デジタル世代の不幸

 スマホ依存の子は、自殺や自傷行為の危険が2倍から3倍高くなる。
 中毒といえるほどの使い方をすれば子どもの精神は病むと、信頼できる医学誌が伝えています。精神医療が専門のエレン・バリー記者が書きました(Real Risk to Youth Mental Health Is ‘Addictive Use,’ Not Screen Time Alone, Study Finds. By Ellen Barry. June 18, 2025. The New York Times)。

 この研究は、ウェイル・コーネル医学校助教のユニュ・シャオ博士らが行ったもので、JAMA、米医師会誌に掲載されました。
 シャオ博士らは、10歳ごろからスマホを使いだした子4285人について、14歳になった時点での使い方を調べています。その結果、子どもたちの31.3%はSNS、ソーシャルメディアの依存症的な使い方をするようになっていました。5.1%が自殺をはかったり準備したことがあり、17.9%が自殺したいと思ったことがあるといいます。

 興味深いのは、スマホが十代の子どもたちの精神を害するのは、使用時間の長さではなく、「依存的な使い方」だということです。
 依存症の子はスマホが手放せず、つねにもっとスマホを見なければと、強迫観念に似た思いに襲われている。これはスマホを見る時間が比較的少ない子にも現れます。依存症になった子は、ほかの子にくらべて自殺したいという思いが2倍から3倍高くなります。
「私たちの研究がはじめて明らかにしたのは、依存的な使い方こそがむしろ問題で、使用時間の長さだけではないということです」

(実施事項 A):
次の(i)〜(iii)がスマホ依存の記事の内容と合っているかどうかを「はい」か「いいえ」で答え、判断の決め手となる記事中の語句をそのまま引用しなさい。(i) 研究の対象は、10歳ごろからスマホを使いだした子4285人である。(ii) 研究は、使用時間の長さこそが主な問題だと結論づけている。(iii) 14歳の時点で自殺をはかったり準備したりしたことがある子は17.9%だった。
(実施事項 B):
スマホ依存の記事の最後の文に続けて、その続きを書きなさい。
この課題ではエントリは使いません。

(提供データ):

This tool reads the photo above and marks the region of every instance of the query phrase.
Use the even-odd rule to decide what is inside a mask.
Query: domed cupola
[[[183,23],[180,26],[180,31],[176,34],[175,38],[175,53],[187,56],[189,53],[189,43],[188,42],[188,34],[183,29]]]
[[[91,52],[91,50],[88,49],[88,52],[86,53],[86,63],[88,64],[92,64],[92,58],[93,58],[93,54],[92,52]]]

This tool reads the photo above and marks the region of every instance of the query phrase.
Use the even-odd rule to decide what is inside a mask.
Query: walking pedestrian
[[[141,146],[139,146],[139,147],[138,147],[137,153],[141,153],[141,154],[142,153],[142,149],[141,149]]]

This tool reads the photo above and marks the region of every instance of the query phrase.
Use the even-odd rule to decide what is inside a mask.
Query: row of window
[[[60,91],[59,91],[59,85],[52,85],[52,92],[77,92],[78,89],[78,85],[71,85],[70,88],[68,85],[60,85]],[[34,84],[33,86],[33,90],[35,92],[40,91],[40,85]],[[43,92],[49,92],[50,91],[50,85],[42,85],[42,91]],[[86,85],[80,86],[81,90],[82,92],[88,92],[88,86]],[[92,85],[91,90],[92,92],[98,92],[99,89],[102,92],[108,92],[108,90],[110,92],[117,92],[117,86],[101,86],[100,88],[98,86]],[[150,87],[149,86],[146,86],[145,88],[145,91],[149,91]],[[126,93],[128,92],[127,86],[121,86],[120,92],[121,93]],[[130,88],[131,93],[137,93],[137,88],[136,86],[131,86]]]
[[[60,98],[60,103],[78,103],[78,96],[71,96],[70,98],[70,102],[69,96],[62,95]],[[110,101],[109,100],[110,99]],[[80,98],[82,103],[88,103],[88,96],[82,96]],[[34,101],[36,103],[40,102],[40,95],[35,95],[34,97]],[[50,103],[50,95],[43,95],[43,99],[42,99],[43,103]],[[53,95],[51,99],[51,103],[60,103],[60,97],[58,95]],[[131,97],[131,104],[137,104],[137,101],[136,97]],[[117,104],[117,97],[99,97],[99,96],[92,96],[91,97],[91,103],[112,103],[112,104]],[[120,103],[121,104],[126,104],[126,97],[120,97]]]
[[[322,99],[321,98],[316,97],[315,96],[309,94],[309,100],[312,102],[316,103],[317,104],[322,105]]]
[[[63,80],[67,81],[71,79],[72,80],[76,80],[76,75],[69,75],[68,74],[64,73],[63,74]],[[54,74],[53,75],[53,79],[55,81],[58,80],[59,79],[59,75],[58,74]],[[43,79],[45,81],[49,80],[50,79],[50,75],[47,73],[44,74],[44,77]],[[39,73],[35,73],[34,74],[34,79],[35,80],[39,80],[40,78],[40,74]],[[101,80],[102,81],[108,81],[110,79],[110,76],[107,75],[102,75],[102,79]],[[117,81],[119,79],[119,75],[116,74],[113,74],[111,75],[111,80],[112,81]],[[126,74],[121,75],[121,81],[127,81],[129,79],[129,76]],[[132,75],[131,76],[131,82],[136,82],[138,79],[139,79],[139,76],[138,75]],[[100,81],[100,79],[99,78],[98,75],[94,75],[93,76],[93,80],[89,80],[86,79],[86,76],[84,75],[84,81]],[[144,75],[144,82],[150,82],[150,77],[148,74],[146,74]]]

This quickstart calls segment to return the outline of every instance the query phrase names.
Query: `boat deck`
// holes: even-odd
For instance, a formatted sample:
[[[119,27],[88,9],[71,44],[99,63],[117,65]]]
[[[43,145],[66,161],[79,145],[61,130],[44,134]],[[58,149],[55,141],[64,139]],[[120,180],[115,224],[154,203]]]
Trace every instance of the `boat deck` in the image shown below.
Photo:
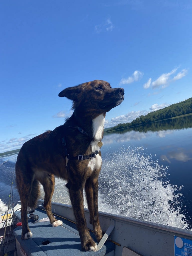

(解答欄 A):
(i) はい。「10歳ごろからスマホを使いだした子4285人について」
(ii) いいえ。「依存的な使い方こそがむしろ問題で、使用時間の長さだけではない」
(iii) いいえ。「5.1%が自殺をはかったり準備したことがあり」

(解答欄 B):
 子どもたちのスマホやSNS、ソーシャルネットワークへの依存はこの10年、深刻な社会問題とされるようになりました。スクリーンタイム、スマホやタブレットを見る時間をいかに減らすかが議論されています。でもスクリーンタイムを減らすのはむずかしい。いったん使いはじめたスマホやSNSは、やめることができないからです。

 そこで出てきたのが、酒やタバコとおなじ年齢制限でした。
 乳幼児にはスマホを見せない。子どもが14歳から16歳になるまでスマホは持たせない、ソーシャルネットワークは使わせないという動きです。その先頭を切って、オーストラリアではことしから「SNSは16歳から」が法制化されます。アメリカのいくつかの州でも似た動きが進んでいます。

 生まれたときからスマホがある「デジタル・ネイティブ」は、新しい感覚で育つだろうというイメージがありました。けれどいま、彼らがしあわせかといえばぜんぜんそうではない。むしろスマホなどなかったアナログ世代の方がしあわせだった。この認識が、年齢制限への動きを強めています。